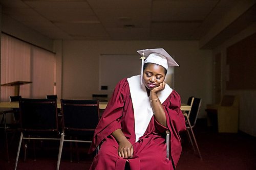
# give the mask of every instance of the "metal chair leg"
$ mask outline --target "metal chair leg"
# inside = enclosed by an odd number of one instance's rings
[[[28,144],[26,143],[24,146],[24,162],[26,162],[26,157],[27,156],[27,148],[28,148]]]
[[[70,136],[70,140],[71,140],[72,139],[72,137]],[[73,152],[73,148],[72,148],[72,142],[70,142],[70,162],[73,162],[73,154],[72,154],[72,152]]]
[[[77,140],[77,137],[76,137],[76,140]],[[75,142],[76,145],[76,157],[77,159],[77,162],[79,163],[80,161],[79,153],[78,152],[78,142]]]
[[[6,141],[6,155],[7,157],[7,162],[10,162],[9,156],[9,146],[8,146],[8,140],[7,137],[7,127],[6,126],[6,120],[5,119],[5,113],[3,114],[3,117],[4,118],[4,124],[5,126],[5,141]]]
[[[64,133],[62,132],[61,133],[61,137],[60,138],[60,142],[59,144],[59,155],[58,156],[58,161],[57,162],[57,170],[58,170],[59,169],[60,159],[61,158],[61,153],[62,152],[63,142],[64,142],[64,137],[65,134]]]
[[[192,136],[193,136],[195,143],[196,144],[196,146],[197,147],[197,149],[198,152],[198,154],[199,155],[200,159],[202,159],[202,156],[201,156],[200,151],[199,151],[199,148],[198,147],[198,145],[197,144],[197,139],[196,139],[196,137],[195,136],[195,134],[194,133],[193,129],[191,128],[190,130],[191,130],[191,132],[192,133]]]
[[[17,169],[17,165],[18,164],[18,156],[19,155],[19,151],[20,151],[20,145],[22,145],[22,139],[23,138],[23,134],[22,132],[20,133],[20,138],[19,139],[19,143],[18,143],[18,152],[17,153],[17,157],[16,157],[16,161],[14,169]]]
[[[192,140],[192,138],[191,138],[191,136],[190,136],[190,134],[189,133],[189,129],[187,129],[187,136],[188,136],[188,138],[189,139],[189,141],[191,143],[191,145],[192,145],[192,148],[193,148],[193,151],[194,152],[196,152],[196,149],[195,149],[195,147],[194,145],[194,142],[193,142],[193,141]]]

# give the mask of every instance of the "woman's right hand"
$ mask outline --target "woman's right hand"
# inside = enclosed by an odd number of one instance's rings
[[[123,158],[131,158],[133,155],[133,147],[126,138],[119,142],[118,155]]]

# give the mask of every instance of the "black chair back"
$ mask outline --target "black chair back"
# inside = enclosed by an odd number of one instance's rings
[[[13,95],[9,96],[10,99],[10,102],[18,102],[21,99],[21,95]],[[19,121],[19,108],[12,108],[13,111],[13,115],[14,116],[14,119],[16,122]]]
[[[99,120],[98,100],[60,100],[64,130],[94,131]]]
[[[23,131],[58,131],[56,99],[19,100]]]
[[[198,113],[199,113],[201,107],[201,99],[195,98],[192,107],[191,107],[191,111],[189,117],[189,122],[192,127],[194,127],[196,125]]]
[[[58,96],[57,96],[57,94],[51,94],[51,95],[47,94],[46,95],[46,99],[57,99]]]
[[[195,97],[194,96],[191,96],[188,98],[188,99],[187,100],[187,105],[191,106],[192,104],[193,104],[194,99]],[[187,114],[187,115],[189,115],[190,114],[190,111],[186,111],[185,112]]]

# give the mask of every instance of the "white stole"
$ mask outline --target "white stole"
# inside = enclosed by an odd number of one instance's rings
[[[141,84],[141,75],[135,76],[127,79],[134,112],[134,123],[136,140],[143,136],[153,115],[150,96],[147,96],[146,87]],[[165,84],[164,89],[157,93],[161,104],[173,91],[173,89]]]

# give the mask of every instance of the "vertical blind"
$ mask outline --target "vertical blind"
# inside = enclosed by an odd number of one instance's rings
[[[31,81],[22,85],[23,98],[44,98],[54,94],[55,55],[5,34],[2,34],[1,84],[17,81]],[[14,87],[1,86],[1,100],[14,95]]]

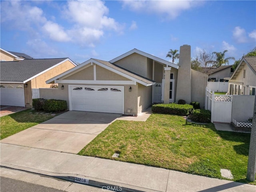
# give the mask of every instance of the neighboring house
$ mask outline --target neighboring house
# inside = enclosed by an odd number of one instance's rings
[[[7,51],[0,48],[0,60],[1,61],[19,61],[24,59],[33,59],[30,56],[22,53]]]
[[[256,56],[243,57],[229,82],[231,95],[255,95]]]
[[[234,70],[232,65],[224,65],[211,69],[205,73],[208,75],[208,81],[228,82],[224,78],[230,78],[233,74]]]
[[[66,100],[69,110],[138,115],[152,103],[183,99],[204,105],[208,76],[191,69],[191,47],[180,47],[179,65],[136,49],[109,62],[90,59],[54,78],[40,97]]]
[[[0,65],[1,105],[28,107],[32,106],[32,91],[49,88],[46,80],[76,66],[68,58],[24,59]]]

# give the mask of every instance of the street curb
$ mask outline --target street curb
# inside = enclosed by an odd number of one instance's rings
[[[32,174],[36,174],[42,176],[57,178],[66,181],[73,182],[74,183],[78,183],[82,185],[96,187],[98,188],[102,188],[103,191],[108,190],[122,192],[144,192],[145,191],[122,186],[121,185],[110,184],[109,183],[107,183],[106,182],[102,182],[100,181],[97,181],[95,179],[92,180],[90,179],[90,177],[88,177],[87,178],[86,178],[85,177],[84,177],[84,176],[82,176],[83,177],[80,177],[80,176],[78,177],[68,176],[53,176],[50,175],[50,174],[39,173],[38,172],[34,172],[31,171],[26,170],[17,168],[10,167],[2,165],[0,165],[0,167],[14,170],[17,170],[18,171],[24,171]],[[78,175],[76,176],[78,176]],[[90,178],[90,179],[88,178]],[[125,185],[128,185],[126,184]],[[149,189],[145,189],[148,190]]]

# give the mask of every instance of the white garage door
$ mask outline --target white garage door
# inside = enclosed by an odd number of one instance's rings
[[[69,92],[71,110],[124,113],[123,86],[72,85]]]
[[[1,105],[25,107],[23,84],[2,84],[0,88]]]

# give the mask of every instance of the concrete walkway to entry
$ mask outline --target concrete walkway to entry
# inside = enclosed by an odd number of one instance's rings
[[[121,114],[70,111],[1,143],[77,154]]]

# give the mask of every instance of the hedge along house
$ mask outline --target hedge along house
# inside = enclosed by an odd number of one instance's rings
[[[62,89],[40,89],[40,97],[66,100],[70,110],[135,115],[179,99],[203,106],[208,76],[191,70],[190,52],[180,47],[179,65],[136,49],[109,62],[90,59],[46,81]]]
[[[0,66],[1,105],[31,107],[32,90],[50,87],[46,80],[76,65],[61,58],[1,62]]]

····················

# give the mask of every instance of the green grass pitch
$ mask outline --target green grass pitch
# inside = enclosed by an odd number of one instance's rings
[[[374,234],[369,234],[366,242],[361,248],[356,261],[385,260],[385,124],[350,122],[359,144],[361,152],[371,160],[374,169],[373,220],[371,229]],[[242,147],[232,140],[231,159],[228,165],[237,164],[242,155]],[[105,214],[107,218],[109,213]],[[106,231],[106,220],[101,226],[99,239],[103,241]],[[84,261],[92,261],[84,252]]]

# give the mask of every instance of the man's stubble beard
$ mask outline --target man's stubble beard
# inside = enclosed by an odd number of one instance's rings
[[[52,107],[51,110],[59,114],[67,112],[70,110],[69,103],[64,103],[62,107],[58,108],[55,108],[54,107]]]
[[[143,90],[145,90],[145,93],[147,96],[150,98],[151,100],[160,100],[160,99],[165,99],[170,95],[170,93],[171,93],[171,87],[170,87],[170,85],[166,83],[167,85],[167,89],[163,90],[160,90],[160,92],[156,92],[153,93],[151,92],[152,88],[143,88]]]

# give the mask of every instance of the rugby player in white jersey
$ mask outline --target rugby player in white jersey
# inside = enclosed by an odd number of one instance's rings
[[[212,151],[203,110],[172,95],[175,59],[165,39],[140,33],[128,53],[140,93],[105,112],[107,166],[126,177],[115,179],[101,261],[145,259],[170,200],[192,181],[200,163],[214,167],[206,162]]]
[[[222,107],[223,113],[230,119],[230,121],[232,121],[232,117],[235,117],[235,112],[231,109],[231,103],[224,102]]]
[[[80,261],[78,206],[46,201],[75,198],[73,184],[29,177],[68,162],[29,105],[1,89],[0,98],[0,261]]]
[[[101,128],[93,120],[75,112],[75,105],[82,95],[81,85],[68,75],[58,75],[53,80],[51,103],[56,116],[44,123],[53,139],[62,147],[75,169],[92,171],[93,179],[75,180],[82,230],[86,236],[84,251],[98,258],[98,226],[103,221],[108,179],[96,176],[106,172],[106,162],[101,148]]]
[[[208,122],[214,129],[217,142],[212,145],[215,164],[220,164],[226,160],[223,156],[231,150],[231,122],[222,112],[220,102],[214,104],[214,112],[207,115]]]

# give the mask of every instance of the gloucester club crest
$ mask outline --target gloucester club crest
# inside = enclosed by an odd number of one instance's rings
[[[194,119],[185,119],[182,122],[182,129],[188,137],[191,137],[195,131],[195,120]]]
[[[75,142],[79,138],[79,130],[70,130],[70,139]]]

····················

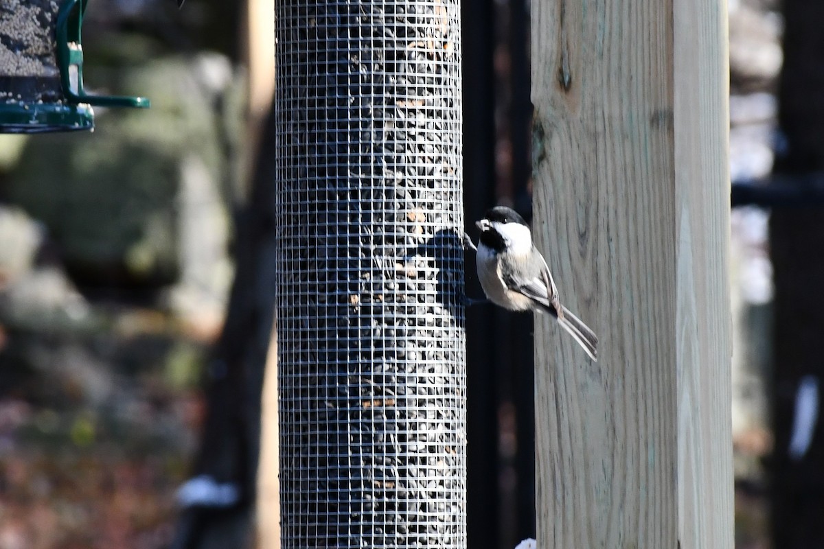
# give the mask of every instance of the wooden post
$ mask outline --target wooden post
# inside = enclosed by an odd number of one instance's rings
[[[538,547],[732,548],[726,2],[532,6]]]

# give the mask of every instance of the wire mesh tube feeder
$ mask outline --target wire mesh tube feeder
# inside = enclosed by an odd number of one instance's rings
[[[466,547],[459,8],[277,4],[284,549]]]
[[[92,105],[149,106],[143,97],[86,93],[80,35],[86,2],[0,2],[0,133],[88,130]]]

····················

Count the lines in the items above that contain the string "metal", with case counting, and give only the number.

2